B. Les faits pertinents suivants résultent du dossier :

a. A______SA, société anonyme sise dans le canton de Vaud, est active dans la réalisation de travaux de construction en tous genre, le génie civil, le bâtiment, la démolition, l'exécution de commandes d'entreprise générale et les opérations immobilières.

L______ a été le directeur de cette société entre mars 2005 et juillet 2013.

b. B______ est propriétaire de la parcelle no 1______ de la commune d'Onex.

C______ et D______ sont propriétaires de la parcelle no 2______ de la commune d'Onex.

E______ et F______ sont propriétaires de la parcelle no 3______ de la commune d'Onex.

G______ et H______ sont propriétaires de la parcelle no 4______ de la commune d'Onex.

Enfin, I______ et J______ sont propriétaires de la parcelle no 5______ de la commune d'Onex.

c. En été 2011, la société K______SA a conclu un contrat d'entreprise générale avec chacun des propriétaires précités portant sur la réalisation, sur les parcelles susmentionnées, de cinq villas mitoyennes, de parties communes, de routes, d'accès et d'espaces communs.

K______SA était alors représentée par M______ et L______, respectivement administrateur et actionnaire de la société.

d. Le 3 octobre 2011, A______SA a conclu avec la société K______SA un "contrat d'adjudication sous-traitant entrepreneur" pour des travaux de "défrichage, terrassement, béton et béton armé, maçonnerie", à effectuer sur les cinq villas objets du contrat d'entreprise générale susmentionné, pour un montant total de 425'000 fr.

Le contrat a été signé, pour le compte de A______SA, par L______ en sa qualité de directeur de la société.

A______SA a expliqué que le montant de 425'000 fr. était une évaluation.

e. Le premier procès-verbal de chantier, daté du 1er novembre 2011, mentionne A______SA comme l'entreprise en charge de la "démolition". Les procès-verbaux subséquents la désignent comme étant responsable du "terrassement" et de la "maçonnerie".

Le dernier procès-verbal produit, daté du 1er novembre 2012, liste différents travaux encore à exécuter par A______SA.

Depuis la mi-décembre 2012, le chantier est arrêté en raison de problèmes financiers rencontrés par K______SA.

f. A la fin de l'année 2012, A______SA a cessé toute activité opérationnelle. Elle a toutefois continué à employer deux personnes jusqu'à fin mars 2013, respectivement fin avril 2013. Les autres employés ont été repris au 31 décembre 2012 par la société N______SA, créée par L______.

Entre le 21 janvier et le 8 avril 2013, A______SA a, selon les rapports journaliers produits par ses soins, procédé, sur le chantier concerné, à des travaux de coffrage et de décoffrage, de nettoyage ainsi que de rangement et d'évacuation du matériel.

──────

#### Consigne écrite A
Présentez sous forme de liste le paragraphe de l'extrait qui commence par « f. A la fin de l'année 2012 », en conservant ses faits principaux.
#### Consigne écrite B
Énumérez tous les travaux que le contrat du 3 octobre 2011, cité dans l'extrait, confie à A______SA.
#### Consigne écrite C
Poursuivez l'extrait sur le chantier d'Onex à partir de sa dernière phrase.

──────

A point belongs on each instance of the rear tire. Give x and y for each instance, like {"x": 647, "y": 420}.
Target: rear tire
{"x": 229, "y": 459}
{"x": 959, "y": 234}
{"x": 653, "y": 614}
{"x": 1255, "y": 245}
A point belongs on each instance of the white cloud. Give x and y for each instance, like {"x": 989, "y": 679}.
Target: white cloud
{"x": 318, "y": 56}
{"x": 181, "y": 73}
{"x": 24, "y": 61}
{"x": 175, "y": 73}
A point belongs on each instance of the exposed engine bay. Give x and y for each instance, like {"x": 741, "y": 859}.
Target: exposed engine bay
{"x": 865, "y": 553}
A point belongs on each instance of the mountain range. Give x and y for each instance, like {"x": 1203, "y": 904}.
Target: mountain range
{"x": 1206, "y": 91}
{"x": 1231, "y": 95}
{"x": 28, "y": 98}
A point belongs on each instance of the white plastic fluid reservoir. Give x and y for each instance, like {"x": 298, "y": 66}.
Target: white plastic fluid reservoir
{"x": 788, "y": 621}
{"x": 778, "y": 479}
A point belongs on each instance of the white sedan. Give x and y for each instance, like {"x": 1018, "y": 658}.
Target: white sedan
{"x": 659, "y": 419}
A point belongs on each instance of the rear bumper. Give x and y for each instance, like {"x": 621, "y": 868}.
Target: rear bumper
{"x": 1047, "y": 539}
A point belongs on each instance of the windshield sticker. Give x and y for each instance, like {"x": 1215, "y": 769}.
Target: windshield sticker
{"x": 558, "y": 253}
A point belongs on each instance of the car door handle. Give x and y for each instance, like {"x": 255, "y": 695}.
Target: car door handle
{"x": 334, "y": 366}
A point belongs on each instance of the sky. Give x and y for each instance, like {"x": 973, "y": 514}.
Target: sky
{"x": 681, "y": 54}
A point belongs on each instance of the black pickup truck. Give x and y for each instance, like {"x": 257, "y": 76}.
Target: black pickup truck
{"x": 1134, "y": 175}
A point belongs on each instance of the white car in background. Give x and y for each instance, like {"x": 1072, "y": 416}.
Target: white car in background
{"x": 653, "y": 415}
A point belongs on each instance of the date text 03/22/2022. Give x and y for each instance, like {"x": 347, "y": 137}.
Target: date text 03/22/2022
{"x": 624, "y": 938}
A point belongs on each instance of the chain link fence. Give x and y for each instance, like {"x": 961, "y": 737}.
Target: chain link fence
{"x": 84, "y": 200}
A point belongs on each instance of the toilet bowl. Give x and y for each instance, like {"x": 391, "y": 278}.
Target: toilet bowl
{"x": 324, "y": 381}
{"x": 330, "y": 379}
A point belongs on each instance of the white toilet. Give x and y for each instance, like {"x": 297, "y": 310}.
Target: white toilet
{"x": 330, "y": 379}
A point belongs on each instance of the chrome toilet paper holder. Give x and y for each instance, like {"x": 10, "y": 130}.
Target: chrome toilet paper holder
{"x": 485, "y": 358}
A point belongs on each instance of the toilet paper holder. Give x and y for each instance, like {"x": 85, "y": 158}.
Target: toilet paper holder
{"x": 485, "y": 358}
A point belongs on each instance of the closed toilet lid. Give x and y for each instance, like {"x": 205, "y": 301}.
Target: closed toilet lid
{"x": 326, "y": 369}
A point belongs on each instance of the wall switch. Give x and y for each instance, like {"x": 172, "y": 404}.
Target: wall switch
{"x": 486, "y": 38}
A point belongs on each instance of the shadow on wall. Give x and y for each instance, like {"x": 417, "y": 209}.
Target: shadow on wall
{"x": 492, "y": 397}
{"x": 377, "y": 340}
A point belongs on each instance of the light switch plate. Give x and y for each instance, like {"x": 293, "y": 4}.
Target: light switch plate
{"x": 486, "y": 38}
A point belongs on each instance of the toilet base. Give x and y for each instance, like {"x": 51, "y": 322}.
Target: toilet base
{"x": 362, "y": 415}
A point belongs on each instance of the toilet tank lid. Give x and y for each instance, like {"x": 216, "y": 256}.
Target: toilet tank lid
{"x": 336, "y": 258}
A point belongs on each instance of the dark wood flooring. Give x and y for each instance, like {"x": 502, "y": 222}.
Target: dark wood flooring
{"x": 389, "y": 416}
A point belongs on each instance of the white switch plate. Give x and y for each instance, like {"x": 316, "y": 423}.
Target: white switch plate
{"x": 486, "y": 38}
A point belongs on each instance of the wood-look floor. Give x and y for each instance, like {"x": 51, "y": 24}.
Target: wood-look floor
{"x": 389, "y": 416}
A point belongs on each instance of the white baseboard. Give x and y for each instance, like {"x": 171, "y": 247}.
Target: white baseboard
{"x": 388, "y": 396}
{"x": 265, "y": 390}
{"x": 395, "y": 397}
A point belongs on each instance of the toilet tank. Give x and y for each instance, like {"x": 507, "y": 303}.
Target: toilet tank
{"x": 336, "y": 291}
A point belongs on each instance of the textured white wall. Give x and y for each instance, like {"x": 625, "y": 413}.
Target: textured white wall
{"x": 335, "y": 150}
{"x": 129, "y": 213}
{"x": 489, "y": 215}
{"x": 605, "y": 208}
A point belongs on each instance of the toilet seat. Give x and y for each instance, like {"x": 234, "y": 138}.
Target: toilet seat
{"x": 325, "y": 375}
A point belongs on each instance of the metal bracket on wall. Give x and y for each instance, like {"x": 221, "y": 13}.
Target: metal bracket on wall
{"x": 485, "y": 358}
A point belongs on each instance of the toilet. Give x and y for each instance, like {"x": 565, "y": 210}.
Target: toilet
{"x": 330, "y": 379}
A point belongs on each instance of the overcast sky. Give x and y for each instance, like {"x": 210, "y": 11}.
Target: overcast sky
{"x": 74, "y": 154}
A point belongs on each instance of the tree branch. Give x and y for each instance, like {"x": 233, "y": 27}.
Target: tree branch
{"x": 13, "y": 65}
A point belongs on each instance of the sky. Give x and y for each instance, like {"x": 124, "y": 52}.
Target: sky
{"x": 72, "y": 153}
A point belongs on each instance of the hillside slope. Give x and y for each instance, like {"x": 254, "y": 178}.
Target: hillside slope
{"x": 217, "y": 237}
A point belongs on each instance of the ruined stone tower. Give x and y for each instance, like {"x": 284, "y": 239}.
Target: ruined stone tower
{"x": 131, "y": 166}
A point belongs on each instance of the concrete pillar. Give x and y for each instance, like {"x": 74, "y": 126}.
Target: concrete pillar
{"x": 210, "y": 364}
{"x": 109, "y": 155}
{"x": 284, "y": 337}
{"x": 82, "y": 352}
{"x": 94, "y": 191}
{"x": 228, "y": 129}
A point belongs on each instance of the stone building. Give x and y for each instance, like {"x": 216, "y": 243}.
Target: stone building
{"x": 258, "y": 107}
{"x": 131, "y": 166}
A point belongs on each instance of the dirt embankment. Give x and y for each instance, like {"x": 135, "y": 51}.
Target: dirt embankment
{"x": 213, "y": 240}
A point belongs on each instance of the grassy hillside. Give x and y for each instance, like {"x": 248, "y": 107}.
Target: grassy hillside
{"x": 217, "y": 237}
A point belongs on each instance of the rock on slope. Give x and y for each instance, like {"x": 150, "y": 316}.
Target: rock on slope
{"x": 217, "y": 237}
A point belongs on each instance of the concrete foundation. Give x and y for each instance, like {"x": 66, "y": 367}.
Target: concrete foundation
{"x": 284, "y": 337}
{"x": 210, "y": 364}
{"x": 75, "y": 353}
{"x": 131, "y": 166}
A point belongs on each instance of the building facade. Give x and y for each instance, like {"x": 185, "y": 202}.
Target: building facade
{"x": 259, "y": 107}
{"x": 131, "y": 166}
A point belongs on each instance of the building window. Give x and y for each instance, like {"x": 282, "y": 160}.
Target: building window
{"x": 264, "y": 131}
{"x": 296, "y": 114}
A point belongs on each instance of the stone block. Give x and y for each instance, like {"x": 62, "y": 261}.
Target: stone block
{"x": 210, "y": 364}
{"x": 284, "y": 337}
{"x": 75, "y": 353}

──────

#### Corrigé A
- Fin 2012 : A______SA cesse toute activité opérationnelle.
- Elle emploie encore deux personnes, l'une jusqu'à fin mars 2013, l'autre jusqu'à fin avril 2013.
- Au 31 décembre 2012, les autres employés sont repris par N______SA, société créée par L______.

#### Corrigé B
- Défrichage
- Terrassement
- Béton et béton armé
- Maçonnerie

#### Corrigé C
A______SA a expliqué que ces travaux avaient été effectués par N______SA
- mandatée par ses soins en qualité de sous-sous-traitante - avec le renfort de ses propres employés.

Le 2 mai 2013, A______SA a également, toujours selon les rapports journaliers qu'elle a produits, apporté son aide à l'entreprise O______ pour procéder au démontage de la grue du chantier, qui avait été louée à cette dernière entreprise. Elle a expliqué avoir bénéficié de l'assistance de N______SA pour l'exécution de cette tâche.

Depuis lors, elle n'est plus intervenue sur le chantier.

g. Par jugement du 8 avril 2013, le Tribunal de première instance a mis K______SA au bénéfice d'un sursis concordataire.

Dans le cadre de la procédure de sursis concordataire, les propriétaires des parcelles concernées ont mandaté un expert afin de déterminer la valeur des travaux exécutés sur le chantier selon le contrat d'entreprise générale qu'ils avaient conclu avec K______SA. Le rapport de cet expert, établi le 2 mai 2013, mentionnait que le chantier était, lors de la visite du site le 27 avril 2013, "au stade de l'achèvement du gros œuvre". En particulier, la maçonnerie intérieure ainsi que les travaux de terrassement n'avaient pas été terminés et les finitions de maçonnerie devaient être commencées. Seuls 65% des travaux de terrassement et 80% des travaux de maçonnerie et de béton armé avaient été réalisés. Le montant total des travaux exécutés s'élevait à 1'000'952 fr., incluant 708'435 fr. pour les travaux de terrassement et de maçonnerie. Ce rapport précisait par ailleurs que les propriétaires avaient payé un montant de 330'044 fr. pour des travaux de plus-values, lesquels avaient été "demandés et acceptés" par ces derniers.

h. Entre le 13 février et le 31 mai 2012, A______SA a adressé à K______SA plusieurs factures relatives à son activité jusqu'au 31 mars 2012 pour un montant total de 167'700 fr., sans spécification des travaux exécutés.

Ces factures ont été acquittées par K______SA.

i. Entre le 5 octobre 2012 et le 3 juin 2013, A______SA a facturé à K______SA un montant total de 676'574 fr. 45, montant qui n'a pas été honoré.

A______SA a indiqué que la différence entre ce montant et celui de 425'000 fr. prévu dans le contrat de sous-traitance s'expliquait notamment par le fait qu'elle avait effectué des travaux supplémentaires.

j.a Les factures émises entre le 5 octobre et le 31 décembre 2012 ne spécifient pas les travaux effectués. Seule la mention "en accord avec la DT" figure sur ces documents.

Les factures des 5, 10 et 15 octobre, 30 novembre, 11 et 31 décembre 2012 (factures nos12.1076/3057, D 12.1077/3057, D 12.1078/3057, D 12.1089/3057, D 12.1090/3057 et D 12.1109/3057) concernent des travaux effectués entre le 1er avril et le 30 novembre 2012. La facture no D 12.1110/3057 du 31 décembre 2012 concerne quant à elle des travaux exécutés au 15 décembre 2012.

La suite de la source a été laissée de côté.